» **Exercise description**: Extend the passage on Kassab, picking up after its final sentence.

» **Text shown**:
- - - - -

NSNBC reported on April 5 that two of the abductees, both women in their 80s, said their kidnappers spoke in Turkish.

Cam Erimtan, in his "Searching for casus belli: Turkey's assault on Kassab?" notes that "Turkey has been involved in the armed effort to unseat Bashar Assad since the very beginning, supplying, arming and supporting opposition forces overtly as well as covertly."   

Roughly 2,000 Kassab refugees sheltered in Latakia for nearly three months that the foreign mercenaries occupied the village. On June 15, the Syrian Army and the National Defense Forces liberated Kassab and the environs.

Reports from June 16 show residents returning to Kassab. Video footage shows a line of honking vehicles with residents waving Syrian flags, a circle of villagers dancing, and Syrian soldiers in place throughout the village. But aside from the celebrations, reports from Kassab show buildings still smoldering after being set ablaze as the militants retreated, churches vandalized, gutted and burned.

- - - - -

(Natural-language object grounding records)
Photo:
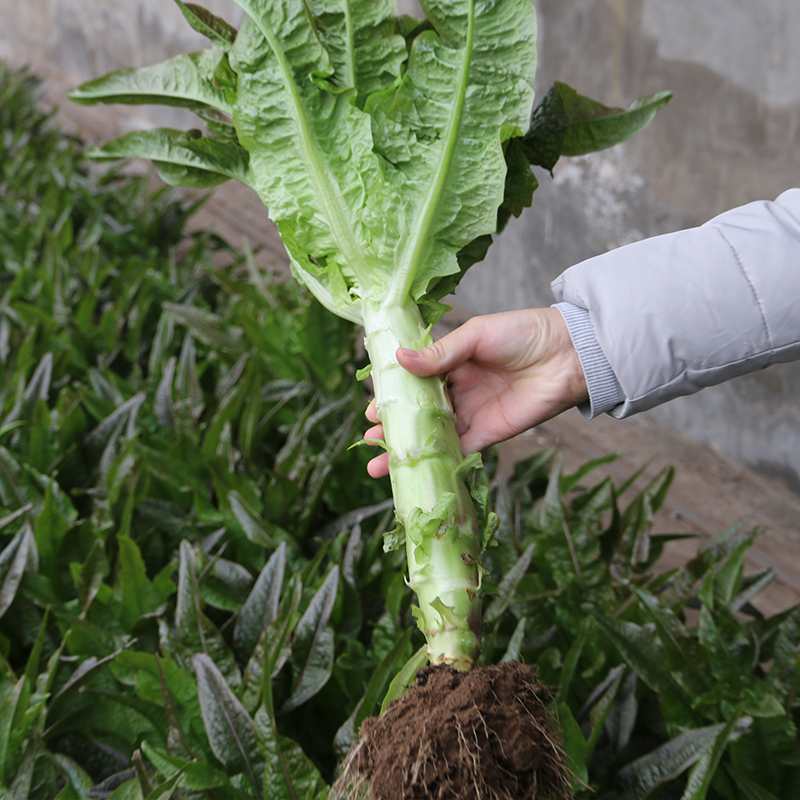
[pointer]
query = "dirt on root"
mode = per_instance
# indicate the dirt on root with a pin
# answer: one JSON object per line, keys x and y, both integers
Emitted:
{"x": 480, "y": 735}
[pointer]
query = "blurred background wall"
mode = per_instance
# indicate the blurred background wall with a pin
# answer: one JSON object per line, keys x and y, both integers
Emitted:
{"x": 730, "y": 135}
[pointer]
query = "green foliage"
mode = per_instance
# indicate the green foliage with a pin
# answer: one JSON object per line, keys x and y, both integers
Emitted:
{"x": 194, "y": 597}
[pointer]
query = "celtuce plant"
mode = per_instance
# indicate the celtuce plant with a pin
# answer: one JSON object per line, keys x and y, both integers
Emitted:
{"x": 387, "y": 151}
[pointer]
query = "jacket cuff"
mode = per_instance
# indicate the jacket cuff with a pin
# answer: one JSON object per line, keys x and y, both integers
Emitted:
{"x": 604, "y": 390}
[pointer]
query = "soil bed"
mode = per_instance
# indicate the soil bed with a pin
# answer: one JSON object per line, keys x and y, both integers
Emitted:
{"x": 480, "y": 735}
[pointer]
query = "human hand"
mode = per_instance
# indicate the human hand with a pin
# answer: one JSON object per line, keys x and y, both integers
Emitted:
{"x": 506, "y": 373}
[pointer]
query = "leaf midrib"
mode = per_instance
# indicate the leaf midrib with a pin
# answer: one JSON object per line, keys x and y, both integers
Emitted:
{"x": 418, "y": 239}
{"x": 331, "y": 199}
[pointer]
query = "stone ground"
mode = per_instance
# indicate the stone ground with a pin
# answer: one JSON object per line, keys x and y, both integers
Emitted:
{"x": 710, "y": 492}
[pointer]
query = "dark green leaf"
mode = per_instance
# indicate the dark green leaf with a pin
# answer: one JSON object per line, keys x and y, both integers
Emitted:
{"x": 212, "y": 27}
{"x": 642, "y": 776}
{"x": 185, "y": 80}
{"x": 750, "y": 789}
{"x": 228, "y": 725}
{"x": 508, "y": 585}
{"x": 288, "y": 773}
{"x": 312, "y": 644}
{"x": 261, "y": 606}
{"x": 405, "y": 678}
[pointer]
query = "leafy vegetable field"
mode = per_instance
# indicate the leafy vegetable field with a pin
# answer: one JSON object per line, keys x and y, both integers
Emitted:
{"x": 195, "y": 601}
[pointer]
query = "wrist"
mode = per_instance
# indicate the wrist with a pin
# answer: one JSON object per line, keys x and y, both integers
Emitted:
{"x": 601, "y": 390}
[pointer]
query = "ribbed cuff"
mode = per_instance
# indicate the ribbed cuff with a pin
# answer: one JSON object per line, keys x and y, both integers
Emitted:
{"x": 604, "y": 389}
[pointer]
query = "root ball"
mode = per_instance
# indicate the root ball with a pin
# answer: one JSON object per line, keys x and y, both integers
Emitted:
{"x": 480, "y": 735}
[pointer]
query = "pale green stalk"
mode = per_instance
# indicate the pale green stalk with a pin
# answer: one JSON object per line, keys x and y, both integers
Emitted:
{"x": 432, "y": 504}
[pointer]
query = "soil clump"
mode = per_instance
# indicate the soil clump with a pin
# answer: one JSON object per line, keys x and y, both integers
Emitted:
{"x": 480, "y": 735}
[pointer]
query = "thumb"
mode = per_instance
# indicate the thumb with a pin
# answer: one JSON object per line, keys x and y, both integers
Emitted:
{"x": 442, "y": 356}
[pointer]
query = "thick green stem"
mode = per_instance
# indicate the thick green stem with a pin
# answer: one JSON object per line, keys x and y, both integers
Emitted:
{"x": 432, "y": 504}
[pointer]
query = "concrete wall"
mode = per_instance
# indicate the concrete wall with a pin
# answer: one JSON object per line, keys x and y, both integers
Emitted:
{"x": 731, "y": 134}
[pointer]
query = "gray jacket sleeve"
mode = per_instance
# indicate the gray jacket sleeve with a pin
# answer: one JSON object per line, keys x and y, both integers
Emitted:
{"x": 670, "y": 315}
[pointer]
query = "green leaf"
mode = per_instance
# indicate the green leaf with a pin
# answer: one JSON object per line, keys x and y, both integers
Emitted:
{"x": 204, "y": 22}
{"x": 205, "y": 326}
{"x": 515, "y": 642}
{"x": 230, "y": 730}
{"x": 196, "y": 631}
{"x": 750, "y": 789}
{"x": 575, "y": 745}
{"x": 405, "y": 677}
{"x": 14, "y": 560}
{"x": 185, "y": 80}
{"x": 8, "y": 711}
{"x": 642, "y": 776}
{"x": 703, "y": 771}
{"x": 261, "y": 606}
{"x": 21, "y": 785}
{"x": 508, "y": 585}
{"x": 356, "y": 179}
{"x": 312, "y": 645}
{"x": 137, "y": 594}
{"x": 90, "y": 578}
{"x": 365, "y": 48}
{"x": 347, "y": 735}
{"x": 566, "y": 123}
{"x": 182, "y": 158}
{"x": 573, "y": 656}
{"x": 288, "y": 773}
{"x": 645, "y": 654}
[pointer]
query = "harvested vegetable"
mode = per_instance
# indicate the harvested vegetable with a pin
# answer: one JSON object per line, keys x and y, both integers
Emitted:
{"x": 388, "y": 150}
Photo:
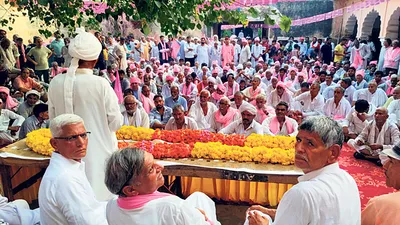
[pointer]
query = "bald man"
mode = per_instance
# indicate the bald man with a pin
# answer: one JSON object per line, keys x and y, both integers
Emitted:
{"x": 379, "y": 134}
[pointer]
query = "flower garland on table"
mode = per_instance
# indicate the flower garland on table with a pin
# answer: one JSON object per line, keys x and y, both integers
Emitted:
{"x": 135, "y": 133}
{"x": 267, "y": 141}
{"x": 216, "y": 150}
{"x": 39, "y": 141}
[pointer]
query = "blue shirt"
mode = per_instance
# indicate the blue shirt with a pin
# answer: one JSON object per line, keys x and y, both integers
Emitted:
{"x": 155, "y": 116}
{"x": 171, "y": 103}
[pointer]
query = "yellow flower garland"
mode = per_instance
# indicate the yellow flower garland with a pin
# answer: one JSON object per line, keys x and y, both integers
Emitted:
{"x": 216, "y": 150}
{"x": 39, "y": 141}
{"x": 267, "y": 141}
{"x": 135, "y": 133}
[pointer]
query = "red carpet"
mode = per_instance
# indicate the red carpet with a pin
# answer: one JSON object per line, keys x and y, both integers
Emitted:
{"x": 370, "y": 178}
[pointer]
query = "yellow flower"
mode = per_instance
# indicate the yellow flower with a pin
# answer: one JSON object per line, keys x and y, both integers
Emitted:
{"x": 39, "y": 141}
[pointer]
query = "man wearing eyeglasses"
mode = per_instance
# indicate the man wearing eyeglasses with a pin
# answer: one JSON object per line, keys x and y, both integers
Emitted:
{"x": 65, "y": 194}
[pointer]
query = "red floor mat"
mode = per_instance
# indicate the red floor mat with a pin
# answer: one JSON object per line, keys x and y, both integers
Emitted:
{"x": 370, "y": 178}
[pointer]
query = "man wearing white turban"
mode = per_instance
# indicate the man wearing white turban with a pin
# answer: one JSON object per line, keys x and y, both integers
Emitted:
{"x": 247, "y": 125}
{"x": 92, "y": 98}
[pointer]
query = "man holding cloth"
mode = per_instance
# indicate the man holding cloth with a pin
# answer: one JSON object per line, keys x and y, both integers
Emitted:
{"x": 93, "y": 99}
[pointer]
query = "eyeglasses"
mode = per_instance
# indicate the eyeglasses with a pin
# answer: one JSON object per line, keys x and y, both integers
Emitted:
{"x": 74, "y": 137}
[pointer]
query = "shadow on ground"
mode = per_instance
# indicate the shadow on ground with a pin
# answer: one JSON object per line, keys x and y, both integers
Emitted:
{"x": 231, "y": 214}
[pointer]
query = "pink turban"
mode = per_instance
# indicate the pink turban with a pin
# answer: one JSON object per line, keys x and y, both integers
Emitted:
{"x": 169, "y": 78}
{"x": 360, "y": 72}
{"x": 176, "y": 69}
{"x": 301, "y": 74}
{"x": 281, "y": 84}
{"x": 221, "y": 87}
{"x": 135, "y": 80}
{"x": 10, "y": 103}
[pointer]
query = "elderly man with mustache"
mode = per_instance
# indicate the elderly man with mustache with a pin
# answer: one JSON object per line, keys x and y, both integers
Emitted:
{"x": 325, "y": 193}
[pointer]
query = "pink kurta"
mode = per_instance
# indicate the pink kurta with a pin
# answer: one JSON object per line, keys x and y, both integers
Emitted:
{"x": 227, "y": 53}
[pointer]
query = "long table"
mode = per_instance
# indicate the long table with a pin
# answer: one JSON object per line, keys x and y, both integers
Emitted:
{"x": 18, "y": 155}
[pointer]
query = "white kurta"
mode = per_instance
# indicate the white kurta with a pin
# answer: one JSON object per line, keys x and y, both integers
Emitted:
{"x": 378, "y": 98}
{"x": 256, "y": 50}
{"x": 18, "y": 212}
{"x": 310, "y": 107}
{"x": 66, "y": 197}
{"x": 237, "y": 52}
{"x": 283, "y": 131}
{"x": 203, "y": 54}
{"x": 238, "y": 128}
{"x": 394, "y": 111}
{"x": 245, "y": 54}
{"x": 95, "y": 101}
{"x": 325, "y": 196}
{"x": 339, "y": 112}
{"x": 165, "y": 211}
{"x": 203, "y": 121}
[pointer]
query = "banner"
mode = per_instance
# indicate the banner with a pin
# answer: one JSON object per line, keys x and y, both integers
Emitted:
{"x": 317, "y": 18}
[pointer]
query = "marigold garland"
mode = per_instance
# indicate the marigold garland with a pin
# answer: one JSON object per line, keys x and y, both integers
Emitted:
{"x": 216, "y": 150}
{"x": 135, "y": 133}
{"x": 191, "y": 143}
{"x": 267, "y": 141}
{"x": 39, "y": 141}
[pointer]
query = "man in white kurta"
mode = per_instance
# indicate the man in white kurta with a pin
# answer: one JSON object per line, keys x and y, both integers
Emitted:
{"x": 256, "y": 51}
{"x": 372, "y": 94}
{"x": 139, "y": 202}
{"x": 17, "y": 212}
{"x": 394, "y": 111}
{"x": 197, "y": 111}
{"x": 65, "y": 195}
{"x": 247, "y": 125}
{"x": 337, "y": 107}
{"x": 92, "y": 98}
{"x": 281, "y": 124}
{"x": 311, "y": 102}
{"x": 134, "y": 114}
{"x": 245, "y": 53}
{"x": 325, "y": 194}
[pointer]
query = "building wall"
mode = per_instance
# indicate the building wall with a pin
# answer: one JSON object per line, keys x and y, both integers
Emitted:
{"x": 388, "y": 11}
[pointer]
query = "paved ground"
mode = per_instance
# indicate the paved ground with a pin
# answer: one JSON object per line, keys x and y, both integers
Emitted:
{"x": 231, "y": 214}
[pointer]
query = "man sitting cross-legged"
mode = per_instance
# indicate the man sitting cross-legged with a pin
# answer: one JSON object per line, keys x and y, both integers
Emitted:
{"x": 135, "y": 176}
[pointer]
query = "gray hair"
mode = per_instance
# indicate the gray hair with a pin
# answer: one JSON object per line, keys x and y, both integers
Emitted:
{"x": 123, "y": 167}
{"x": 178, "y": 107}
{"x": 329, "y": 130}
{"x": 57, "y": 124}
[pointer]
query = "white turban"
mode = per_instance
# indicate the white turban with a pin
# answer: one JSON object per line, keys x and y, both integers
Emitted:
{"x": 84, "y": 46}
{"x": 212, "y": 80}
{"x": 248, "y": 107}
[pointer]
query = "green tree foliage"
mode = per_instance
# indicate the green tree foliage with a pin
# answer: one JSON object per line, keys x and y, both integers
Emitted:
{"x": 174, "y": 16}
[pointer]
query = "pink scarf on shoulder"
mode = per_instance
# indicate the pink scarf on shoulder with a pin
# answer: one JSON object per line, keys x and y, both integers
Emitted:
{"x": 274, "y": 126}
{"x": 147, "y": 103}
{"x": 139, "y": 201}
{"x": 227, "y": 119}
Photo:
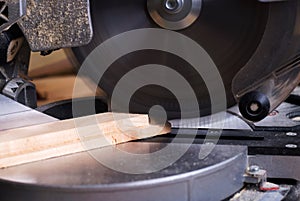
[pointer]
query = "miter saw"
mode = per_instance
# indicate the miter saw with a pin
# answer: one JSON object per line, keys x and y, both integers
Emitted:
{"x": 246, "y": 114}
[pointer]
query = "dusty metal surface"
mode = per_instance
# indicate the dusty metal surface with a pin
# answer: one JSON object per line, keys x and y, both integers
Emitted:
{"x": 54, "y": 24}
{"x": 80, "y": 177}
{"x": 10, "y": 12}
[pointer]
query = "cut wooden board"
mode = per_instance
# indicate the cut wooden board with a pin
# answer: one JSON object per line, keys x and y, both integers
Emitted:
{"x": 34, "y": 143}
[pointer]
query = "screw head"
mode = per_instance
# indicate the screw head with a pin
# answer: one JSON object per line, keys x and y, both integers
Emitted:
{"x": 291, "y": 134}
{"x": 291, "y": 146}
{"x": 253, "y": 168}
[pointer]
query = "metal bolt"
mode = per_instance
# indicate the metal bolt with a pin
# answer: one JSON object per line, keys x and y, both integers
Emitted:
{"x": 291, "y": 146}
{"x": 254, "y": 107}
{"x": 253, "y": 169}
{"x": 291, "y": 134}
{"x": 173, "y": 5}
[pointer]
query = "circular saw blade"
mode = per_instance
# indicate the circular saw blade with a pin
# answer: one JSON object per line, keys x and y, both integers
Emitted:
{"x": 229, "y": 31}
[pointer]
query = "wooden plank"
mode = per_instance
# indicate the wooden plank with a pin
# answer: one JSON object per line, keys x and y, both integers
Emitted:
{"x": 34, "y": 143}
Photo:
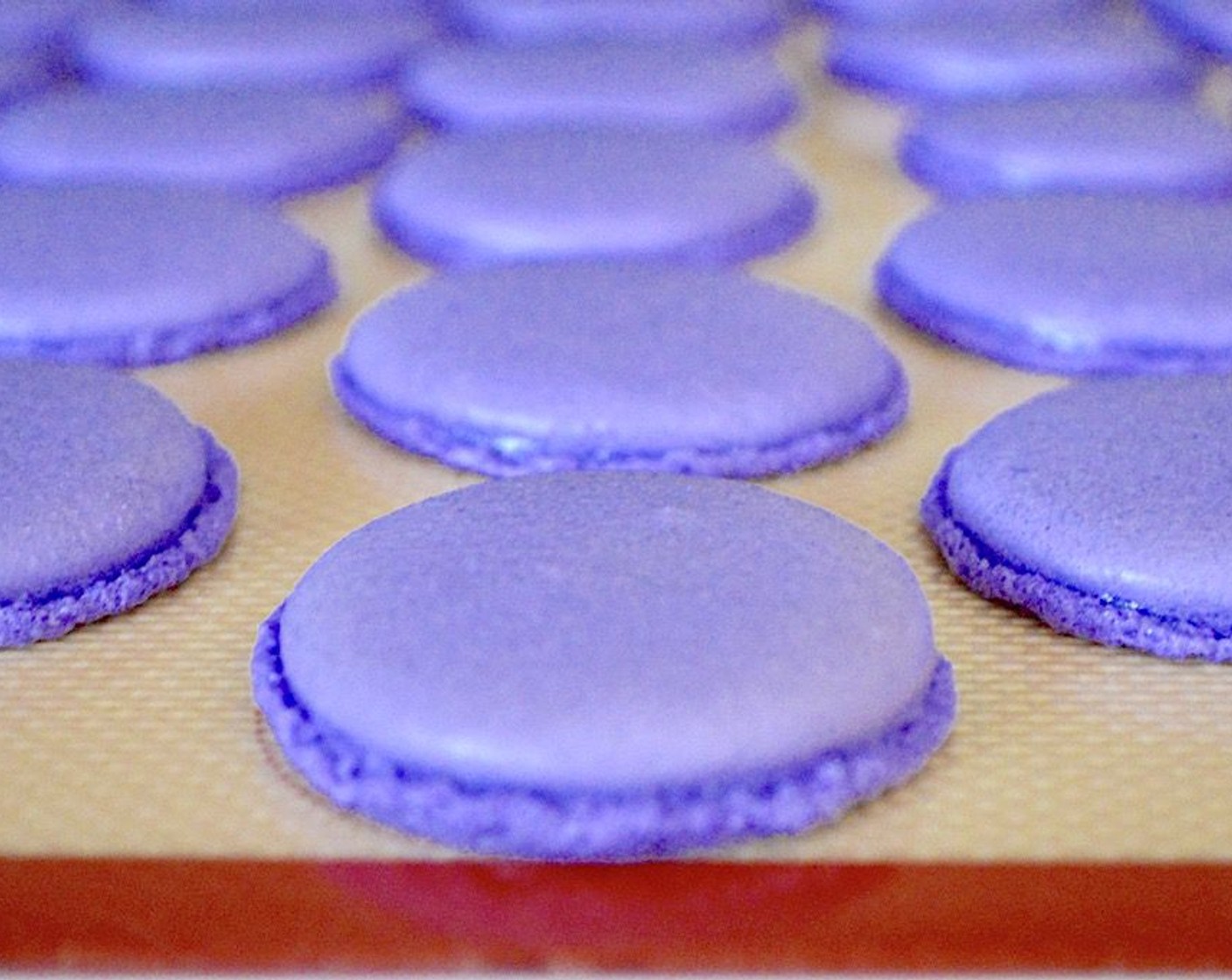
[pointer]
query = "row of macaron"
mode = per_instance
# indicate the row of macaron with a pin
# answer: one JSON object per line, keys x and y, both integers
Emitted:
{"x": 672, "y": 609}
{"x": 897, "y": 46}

- - - - -

» **Output for this task**:
Martin reported the destruction she witnessed in the village.

"The destruction was tremendous," she said. "The terrorists burnt houses, businesses and the churches as they left in defeat.  When I got to Kassab the church was still smoldering. The exterior of the church was in good condition, proving that the damage was not from any battles, or missile, it was deliberately set on fire from inside by the terrorists."

 

Displaced Kassab residents take shelter in Armenian church

 

As with Homs, the mercenaries left homes booby-trapped with mines and other explosives, located and diffused by the Syrian army. 

"The electricity department workers were everywhere, all along the road, they were on top of every pole, stringing new wires, They same crews were working as we drove back, they had been working all day in the sun trying to get the electricity back," said Martin.

While in Kassab, she noted further evidence of Turkish involvement.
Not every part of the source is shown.